ZESCO (acronym for Zambia Electricity Supply Corporation Limited) is a state-owned power company in Zambia. It is Zambia's largest power company producing about 80% of the electricity consumed in the country.  ZESCO represents Zambia in the Southern African Power Pool.

Operations
The company operates nine hydropower stations with a combined capacity of 2,217.5 MW and eight small thermal power plants with a combined capacity of 11.3 MW resulting in a total installed capacity of 2,228.8 MW.

The company also owns and operates power distribution and transmission lines of 9,975 km.

ZESCO has formed power purchase agreements with private companies that own power plants in Zambia. It purchases the power produced and feeds is directly into the national grid. GL Africa Energy provides the national grid through ZESCO with over 105 MW of power under this agreement.

ZESCO owns 40% shares in EL Sewedy Electric Zambia Limited.
——
## To-do list
1. How many hydropower stations does the company operate, according to the ZESCO text?
2. Quote the ZESCO text, starting at the words "The company also" and stopping after "under this agreement.".
3. Summarize the ZESCO text in two sentences.
——
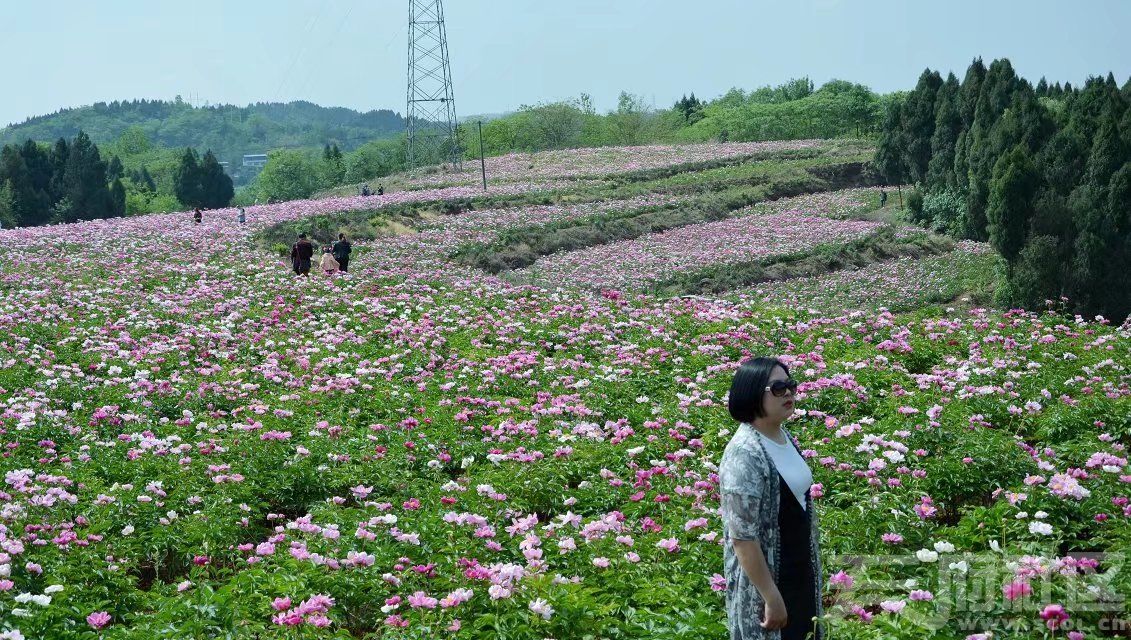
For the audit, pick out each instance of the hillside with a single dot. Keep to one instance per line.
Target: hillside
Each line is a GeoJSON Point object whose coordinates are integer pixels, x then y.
{"type": "Point", "coordinates": [229, 130]}
{"type": "Point", "coordinates": [531, 381]}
——
## Results for the exercise
1. Nine.

2.
The company also owns and operates power distribution and transmission lines of 9,975 km.

ZESCO has formed power purchase agreements with private companies that own power plants in Zambia. It purchases the power produced and feeds is directly into the national grid. GL Africa Energy provides the national grid through ZESCO with over 105 MW of power under this agreement.

3. ZESCO is Zambia's state-owned power company, producing about 80% of the country's electricity and representing Zambia in the Southern African Power Pool. It operates nine hydropower stations and eight small thermal power plants with a total installed capacity of 2,228.8 MW, owns 9,975 km of distribution and transmission lines, and buys power from private plant owners under power purchase agreements.